WHAT IS EXPECTED
Give back all of the data, word for word.
[Opening PROVIDED RECORDS section]
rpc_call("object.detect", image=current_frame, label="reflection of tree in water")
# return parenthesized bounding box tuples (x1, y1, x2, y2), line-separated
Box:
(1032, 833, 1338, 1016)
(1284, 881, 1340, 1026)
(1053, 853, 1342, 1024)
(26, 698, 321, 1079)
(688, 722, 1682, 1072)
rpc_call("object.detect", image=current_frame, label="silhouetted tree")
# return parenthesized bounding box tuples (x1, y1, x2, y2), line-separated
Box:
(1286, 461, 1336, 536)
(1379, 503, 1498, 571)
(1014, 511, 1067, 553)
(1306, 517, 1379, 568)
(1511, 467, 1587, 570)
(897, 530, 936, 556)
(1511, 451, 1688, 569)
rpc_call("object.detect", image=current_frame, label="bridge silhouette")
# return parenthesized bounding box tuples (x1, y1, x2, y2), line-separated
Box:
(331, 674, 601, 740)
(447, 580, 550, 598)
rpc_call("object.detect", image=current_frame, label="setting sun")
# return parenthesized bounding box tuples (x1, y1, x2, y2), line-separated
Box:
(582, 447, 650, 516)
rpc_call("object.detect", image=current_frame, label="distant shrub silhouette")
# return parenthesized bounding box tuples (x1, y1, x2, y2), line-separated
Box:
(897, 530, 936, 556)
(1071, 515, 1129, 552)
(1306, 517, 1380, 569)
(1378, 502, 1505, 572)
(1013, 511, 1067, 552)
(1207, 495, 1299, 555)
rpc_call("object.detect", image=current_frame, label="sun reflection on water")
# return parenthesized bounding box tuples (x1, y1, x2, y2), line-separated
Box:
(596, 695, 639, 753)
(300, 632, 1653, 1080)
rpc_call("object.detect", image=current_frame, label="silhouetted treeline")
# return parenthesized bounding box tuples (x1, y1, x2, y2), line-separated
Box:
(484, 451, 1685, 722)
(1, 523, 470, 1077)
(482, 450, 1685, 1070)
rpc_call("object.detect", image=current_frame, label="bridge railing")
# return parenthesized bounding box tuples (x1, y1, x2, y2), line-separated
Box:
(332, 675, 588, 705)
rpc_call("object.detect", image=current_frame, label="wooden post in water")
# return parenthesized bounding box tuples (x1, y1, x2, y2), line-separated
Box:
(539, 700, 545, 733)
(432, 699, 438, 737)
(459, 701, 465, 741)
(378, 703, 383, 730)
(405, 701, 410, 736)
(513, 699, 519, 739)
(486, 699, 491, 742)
[Closing PROVIDED RECORDS section]
TASK OUTPUT
rpc_call("object.detect", image=current_frame, label="reflection of tree in water")
# return parenthesized bounding box tuples (x1, y1, x2, y2), line-separated
Box:
(1032, 833, 1338, 1016)
(1284, 881, 1340, 1026)
(1053, 853, 1342, 1024)
(26, 698, 321, 1079)
(688, 722, 1682, 1072)
rpc_call("object.detect", image=current_frame, label="silhouetted tree")
# return parenthesized bounding box tuples (x1, y1, x2, y2), line-separated
Box:
(1286, 461, 1336, 536)
(1379, 503, 1498, 571)
(1014, 511, 1067, 553)
(1306, 517, 1379, 568)
(1511, 467, 1587, 570)
(897, 530, 936, 556)
(1511, 451, 1688, 569)
rpc_call("object.detect", image=current_frame, label="bridge silhouette")
# return parenthesized bounding box tuples (x1, y1, x2, y2), line-separated
Box:
(331, 674, 601, 740)
(447, 580, 550, 598)
rpc_call("object.detect", image=current_frame, label="setting sun")
# return parenthesized bounding box tuples (x1, y1, x2, y2), line-separated
Box:
(582, 447, 650, 516)
rpc_call("object.detect", image=current_frame, label="distant shrub silhouette")
# return parenthesized bounding box tuples (x1, y1, x2, y2), line-separated
Box:
(897, 530, 936, 556)
(1071, 515, 1129, 552)
(1306, 517, 1380, 569)
(1378, 502, 1505, 572)
(1013, 511, 1067, 552)
(1207, 495, 1299, 555)
rpc_call("object.detect", image=current_frame, label="sun reflection on water")
# return parenthesized bounding box tuples (x1, y1, x2, y2), line-separated
Box:
(596, 695, 639, 753)
(300, 632, 1653, 1080)
rpc_call("object.detect", image=current_frame, label="silhouetted treeline")
# return parenthesized bounding box tuples (x1, y1, x2, y2), line-separated
Box:
(484, 451, 1685, 722)
(1, 523, 470, 1077)
(482, 450, 1685, 1070)
rpc_call("object.detect", image=current_frame, label="bridge railing")
# return parenthesized bounding box tuples (x1, y1, x2, y2), line-separated
Box:
(332, 675, 588, 705)
rpc_call("object.detect", image=current_frame, label="wooden post in water")
# return parenthesized bounding box tuples (x1, y1, x2, y2), line-separated
Box:
(539, 700, 545, 733)
(432, 699, 438, 737)
(459, 701, 465, 741)
(378, 703, 383, 730)
(405, 701, 410, 736)
(513, 699, 519, 739)
(486, 699, 491, 742)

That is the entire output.